| Task statement |
Every record below is to be restated verbatim, though its images are not.

START Given data

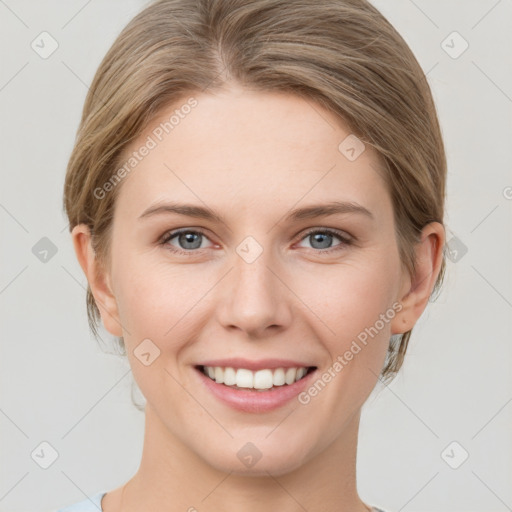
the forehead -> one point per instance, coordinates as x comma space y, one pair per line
249, 149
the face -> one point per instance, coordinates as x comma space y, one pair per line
262, 284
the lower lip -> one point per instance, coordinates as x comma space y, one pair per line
256, 401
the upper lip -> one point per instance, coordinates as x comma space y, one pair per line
261, 364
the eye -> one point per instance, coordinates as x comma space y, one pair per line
188, 239
321, 239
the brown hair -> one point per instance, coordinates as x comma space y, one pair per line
342, 54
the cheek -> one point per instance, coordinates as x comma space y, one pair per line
357, 306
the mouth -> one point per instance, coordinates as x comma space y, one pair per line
263, 380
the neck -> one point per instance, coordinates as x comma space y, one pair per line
326, 482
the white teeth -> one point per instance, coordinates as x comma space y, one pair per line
261, 379
229, 376
290, 375
244, 378
219, 376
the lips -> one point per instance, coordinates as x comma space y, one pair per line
261, 364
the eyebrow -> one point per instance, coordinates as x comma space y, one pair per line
309, 212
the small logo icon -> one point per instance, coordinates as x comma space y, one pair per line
44, 45
351, 147
454, 455
455, 249
249, 249
146, 352
454, 45
44, 250
44, 455
249, 455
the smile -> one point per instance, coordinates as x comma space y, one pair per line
265, 379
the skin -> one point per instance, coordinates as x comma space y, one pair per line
252, 157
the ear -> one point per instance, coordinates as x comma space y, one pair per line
416, 289
99, 280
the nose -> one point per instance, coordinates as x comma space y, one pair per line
256, 299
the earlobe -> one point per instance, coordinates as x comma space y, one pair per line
414, 296
99, 280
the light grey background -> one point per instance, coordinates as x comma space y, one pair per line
456, 385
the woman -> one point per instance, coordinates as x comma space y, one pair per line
256, 197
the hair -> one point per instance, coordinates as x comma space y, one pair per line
342, 54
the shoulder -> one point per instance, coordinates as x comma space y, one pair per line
92, 504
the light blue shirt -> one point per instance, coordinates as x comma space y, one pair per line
93, 504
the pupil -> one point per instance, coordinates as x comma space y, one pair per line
325, 237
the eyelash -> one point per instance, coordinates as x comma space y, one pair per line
345, 241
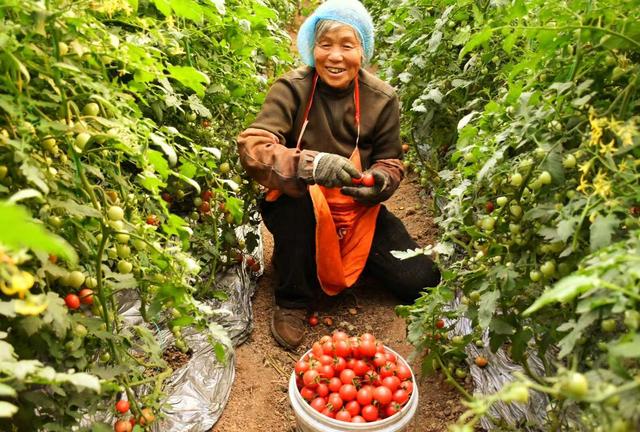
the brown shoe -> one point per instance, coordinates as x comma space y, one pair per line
287, 326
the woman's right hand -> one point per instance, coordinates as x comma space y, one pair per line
331, 170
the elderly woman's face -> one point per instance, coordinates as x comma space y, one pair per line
338, 56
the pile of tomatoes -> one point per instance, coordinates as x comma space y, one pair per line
353, 379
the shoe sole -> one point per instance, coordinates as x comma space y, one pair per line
278, 339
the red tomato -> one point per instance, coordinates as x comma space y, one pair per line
343, 415
322, 389
392, 383
360, 367
368, 181
86, 296
339, 336
335, 401
301, 367
326, 371
311, 378
370, 413
347, 376
335, 384
307, 393
383, 395
342, 348
353, 407
72, 301
348, 392
122, 406
403, 372
122, 426
318, 404
400, 396
407, 385
365, 396
368, 348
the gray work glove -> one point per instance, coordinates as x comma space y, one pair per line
331, 170
373, 194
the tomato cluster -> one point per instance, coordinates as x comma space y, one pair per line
353, 379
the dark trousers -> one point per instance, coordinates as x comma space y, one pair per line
291, 221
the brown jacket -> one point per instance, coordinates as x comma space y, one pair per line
268, 147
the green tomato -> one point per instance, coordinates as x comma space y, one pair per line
535, 275
569, 161
81, 140
124, 251
545, 177
502, 201
75, 279
91, 109
125, 267
608, 325
516, 179
548, 269
115, 213
575, 385
632, 319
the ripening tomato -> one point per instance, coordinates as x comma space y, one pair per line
368, 181
365, 396
348, 392
322, 389
122, 406
383, 395
72, 301
122, 426
311, 378
318, 404
307, 393
343, 415
370, 413
353, 407
347, 376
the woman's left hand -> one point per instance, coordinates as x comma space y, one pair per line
369, 195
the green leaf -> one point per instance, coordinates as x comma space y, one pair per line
25, 233
7, 409
189, 77
564, 290
476, 40
627, 349
602, 231
487, 308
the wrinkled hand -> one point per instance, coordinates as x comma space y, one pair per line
334, 170
369, 195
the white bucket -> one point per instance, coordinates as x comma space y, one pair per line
310, 420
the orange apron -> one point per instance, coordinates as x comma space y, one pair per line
344, 227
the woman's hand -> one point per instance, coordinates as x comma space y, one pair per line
331, 170
369, 195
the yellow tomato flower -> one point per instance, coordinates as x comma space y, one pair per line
21, 283
33, 305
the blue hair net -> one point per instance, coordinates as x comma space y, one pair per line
350, 12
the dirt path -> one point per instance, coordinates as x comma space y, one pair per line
258, 399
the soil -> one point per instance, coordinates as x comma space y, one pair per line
259, 400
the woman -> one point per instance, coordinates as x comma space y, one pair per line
321, 129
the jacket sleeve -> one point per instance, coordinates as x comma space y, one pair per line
263, 146
387, 152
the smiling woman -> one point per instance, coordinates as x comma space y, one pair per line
324, 131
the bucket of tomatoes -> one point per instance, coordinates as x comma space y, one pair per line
352, 383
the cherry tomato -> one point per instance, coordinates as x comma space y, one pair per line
122, 406
86, 296
72, 301
370, 413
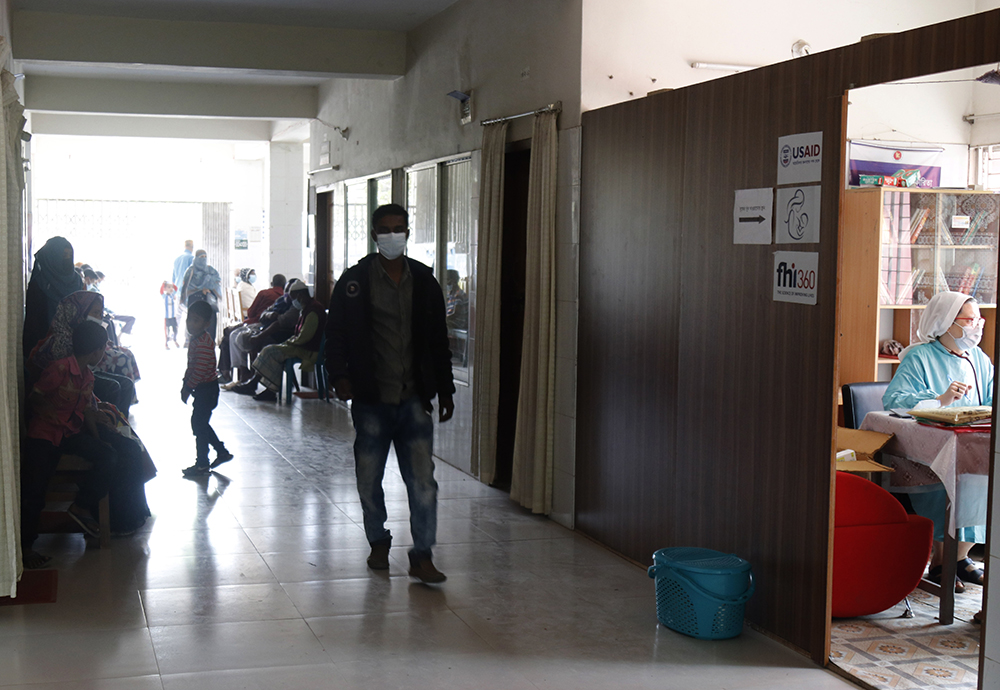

END Given data

| Written response |
the forehead -> one point per instance, coordinates as x comma space y, one pair per line
249, 149
the face -> one point per instance, coordinates as x comma space y, one pair per line
262, 284
the lower lip -> one point per instance, coordinates as x comma space y, one pair per line
256, 401
the upper lip -> one point per instance, coordinates as x comma space y, one pair per line
261, 364
the eye -> one point per instance, coordinates as x comma space y, one pair per line
188, 239
321, 239
the brown hair -> one point per instance, coordinates as x comma space y, one pair per line
342, 54
the cheek -> one point per instance, coordinates as x comma space y, one pair per line
357, 306
the mouth -> one point per instance, coordinates as x comma space y, one pair per line
263, 380
the neck -> one point per instance, coordinates as x comma space y, one pair per line
326, 482
the white teeth -> one point per instance, coordinates as x comma space y, one pair per line
261, 379
229, 376
290, 375
244, 378
219, 376
the lips -> one point per instance, coordinates as x comma space y, one pair per line
261, 364
the eyebrow -> one point per instance, coordinates as x comma space y, one pair per line
309, 212
the small logo icon -> one point per instance, coordinates as x comma space y, one pair per line
44, 45
351, 147
454, 455
455, 249
249, 249
146, 352
454, 45
44, 250
44, 455
249, 455
the smile -> one point per instance, coordinates as x comma space y, one pair per line
265, 379
the skin -> one point per instance, coordinates as x comma space y, one pair per line
252, 157
the ear -> one point per instance, coordinates as x comma space y, one pair per line
416, 289
99, 280
the nose -> one point per instance, coordinates as x comma space y, one pair per line
256, 299
the earlobe -> one point per instance, coordinates as x comma space y, one pair per line
414, 296
99, 280
the light grey background -> one point per instance, coordinates as x comma space y, one pair per line
456, 385
the woman -> one point per instance, coordinates as x comma space y, one pair per line
256, 197
the hair -> one point per instance, coordinates as x comma space y, one pair per line
342, 54
the shoulder -> one point per instance, coordinates as x comma space y, one pair per line
92, 504
the light blue shirt -> one point per instance, coordinates as x comma space y, one pair per line
93, 504
the pupil -> one point per instance, coordinates as x comma space y, one pair per line
325, 237
the eyelash -> one point per instance, coordinates as x comma space y, one pair per line
345, 241
the brown shoe -> one point per instance, coordinates as x comma space y, one pair per line
287, 326
the woman's right hand -> one point per instance, coordinates as x comma space y, one pair per line
331, 170
the elderly woman's face -> one point per instance, coordinates as x comma space y, one pair per line
338, 56
the pile of tomatoes -> one point per instance, coordinates as x comma space y, one pair per line
353, 379
the shoe sole -> one point per instance, coordinates as x comma space y, one pair per line
278, 339
the red tomato -> one point per instance, coordinates as x comma space y, one pair per line
343, 415
322, 389
392, 383
360, 367
368, 181
86, 296
339, 336
335, 401
301, 367
326, 371
311, 378
370, 413
347, 376
335, 384
307, 393
383, 395
342, 348
353, 407
72, 301
348, 392
122, 406
403, 372
122, 426
318, 404
400, 396
407, 385
365, 396
368, 348
the gray work glove -> one point per instance, coordinates as x comma space y, one pair per line
331, 170
373, 194
the tomato cluster -> one point per instance, coordinates as x comma space y, one pair per line
353, 379
the dark trousers -> one point per instance, coordinates as x comma space y, one pair per line
291, 221
the brown jacket -> one point per instance, coordinates as x comma space y, one pair per line
268, 147
the green tomato -> one point per instance, coordinates as x comma space y, one pair per line
535, 275
569, 161
81, 140
124, 251
545, 177
502, 201
75, 279
91, 109
125, 267
608, 325
516, 179
548, 269
115, 213
575, 385
632, 319
the ripening tomato -> one point per instance, coordinates as x comma space y, one pair per line
368, 181
365, 396
348, 392
322, 389
122, 406
383, 395
72, 301
122, 426
311, 378
318, 404
307, 393
343, 415
370, 413
353, 407
347, 376
the woman's left hand -> one point per instance, coordinates as x comma space y, one pair per line
369, 195
the green leaf -> one point per instance, coordinates as x comma space y, one pair per line
25, 233
7, 409
189, 77
564, 290
476, 40
627, 349
602, 231
487, 308
the wrinkled hand -> one point per instance, coordinates as x comma space y, one pair per line
334, 170
369, 195
the white bucket -> one point per instance, coordinates as x comma space y, one pair per line
310, 420
the orange apron -> one point per instance, coordinates as x comma space y, one pair per line
344, 227
the woman's hand -> one point per instance, coordinates as x comma space y, one pair per line
331, 170
369, 195
the yellow tomato flower -> one point per instance, coordinates as x comma space y, one pair per line
21, 283
33, 305
the blue hair net -> one point per instance, coordinates as x comma space y, one pair per line
350, 12
the dirt path -> one point per instance, coordinates as x comma space y, one pair per line
258, 399
the soil -> one point per instance, coordinates as x comma space y, one pair per line
259, 400
the woman -> one point per instance, coordinates as x comma space y, one pair per line
321, 129
the jacket sleeve -> one point per instance, coordinates as x comma space y, one pair per line
263, 146
387, 152
the smiling woman -> one point per instance, coordinates as x comma space y, one pair per line
324, 131
the bucket of tomatoes -> one point per instance, coordinates as x comma space y, one pair per line
352, 383
the cherry tomato -> one point per instance, coordinates as x comma space y, one pair per line
122, 406
86, 296
72, 301
370, 413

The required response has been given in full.